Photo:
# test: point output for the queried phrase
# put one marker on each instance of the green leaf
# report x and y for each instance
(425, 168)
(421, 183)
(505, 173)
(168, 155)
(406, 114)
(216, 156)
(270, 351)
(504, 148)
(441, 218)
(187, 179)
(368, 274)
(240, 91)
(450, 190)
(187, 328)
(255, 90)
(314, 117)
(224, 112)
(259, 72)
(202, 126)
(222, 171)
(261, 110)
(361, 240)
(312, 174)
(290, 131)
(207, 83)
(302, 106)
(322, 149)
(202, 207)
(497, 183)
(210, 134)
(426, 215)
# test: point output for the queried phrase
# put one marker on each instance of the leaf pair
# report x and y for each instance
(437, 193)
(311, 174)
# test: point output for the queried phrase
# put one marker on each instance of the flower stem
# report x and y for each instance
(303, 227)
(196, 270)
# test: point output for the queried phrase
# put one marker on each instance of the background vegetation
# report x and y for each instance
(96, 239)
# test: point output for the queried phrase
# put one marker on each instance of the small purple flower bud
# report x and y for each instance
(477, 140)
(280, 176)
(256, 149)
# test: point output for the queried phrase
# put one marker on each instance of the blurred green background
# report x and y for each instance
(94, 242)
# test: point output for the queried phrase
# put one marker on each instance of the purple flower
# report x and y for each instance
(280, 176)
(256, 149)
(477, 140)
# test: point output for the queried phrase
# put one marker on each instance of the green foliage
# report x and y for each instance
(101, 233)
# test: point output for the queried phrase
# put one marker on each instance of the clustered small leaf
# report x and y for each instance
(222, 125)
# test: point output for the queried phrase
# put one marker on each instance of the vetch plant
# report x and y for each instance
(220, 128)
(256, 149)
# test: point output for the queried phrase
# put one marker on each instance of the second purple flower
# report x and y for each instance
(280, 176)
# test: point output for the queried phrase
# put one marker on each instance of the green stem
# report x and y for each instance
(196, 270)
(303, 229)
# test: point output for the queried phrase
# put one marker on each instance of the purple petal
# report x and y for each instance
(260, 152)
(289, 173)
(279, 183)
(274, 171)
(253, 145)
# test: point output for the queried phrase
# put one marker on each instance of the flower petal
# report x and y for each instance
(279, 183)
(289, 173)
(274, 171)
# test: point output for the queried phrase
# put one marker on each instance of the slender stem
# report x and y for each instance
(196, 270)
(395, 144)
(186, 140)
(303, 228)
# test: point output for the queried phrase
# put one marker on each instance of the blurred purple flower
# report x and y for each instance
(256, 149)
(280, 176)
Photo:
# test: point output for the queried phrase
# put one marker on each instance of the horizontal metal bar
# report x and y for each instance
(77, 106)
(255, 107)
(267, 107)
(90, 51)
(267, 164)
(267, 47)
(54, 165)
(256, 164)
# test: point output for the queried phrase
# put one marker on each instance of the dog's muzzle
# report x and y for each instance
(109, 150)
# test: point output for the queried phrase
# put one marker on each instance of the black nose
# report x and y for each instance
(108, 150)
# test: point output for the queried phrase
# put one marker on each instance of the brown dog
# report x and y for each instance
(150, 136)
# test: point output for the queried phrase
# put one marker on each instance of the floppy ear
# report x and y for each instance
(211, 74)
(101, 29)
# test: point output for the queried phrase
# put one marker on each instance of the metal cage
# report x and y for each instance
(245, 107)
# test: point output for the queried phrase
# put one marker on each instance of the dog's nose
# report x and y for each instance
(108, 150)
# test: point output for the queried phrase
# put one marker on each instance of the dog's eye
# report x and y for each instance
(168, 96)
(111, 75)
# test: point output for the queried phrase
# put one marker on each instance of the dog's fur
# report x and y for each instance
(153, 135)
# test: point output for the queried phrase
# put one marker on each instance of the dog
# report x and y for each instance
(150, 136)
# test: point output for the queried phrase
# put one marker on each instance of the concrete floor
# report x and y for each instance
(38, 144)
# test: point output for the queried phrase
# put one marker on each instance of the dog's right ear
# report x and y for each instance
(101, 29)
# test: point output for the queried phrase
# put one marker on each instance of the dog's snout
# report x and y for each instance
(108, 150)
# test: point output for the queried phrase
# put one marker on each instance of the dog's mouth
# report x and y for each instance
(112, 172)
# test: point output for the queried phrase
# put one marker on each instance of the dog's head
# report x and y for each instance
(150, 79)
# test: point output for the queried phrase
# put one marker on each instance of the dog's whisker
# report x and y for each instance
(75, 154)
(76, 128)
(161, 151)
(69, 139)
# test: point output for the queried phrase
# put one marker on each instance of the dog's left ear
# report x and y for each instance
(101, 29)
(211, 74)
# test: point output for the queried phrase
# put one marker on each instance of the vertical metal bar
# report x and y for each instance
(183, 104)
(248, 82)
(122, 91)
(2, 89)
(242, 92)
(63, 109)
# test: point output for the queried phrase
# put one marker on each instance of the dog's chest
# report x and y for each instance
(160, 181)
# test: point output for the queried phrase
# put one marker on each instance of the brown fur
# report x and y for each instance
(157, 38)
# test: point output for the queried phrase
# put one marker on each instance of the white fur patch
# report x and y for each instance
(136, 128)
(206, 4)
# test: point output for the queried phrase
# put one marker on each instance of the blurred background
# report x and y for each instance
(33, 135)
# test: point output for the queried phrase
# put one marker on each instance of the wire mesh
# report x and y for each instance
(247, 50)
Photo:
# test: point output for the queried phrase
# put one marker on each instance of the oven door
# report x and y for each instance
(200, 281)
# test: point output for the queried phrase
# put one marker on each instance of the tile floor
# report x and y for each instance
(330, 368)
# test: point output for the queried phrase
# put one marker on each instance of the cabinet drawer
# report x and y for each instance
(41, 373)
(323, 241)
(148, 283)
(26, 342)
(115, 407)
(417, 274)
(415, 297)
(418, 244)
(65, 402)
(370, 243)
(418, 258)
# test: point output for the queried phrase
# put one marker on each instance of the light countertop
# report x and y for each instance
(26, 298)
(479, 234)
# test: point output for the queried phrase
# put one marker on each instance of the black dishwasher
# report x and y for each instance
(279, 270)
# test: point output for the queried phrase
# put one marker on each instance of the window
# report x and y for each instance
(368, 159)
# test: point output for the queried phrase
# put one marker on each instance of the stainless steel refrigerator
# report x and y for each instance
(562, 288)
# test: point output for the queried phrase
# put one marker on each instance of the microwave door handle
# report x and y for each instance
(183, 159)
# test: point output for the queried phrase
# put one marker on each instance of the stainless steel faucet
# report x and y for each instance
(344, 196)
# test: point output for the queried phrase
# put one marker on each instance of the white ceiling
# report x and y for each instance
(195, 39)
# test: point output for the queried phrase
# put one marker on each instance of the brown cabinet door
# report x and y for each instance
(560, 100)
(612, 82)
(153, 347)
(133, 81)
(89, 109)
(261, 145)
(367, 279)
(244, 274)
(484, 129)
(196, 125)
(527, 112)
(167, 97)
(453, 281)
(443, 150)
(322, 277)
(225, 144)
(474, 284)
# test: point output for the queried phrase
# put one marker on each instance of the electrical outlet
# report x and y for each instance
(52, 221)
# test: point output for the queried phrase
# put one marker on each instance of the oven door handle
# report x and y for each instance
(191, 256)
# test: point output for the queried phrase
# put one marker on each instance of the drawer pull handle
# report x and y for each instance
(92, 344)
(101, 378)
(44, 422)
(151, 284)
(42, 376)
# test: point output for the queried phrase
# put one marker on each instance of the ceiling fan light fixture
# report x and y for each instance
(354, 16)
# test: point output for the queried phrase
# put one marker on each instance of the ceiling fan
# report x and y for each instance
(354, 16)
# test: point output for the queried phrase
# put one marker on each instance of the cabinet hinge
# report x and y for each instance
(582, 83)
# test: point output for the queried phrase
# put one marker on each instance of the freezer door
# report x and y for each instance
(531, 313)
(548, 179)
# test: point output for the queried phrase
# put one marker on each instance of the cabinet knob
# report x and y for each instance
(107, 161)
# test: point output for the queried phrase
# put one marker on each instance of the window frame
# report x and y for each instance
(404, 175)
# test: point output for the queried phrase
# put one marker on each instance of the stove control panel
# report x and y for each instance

(Short exercise) Pick out every line above that contains the word "stem", and copy each one in full.

(Final result)
# put one marker on each instance of the flower stem
# put one marker on each instance of the green stem
# put one marker on each instance of the slender stem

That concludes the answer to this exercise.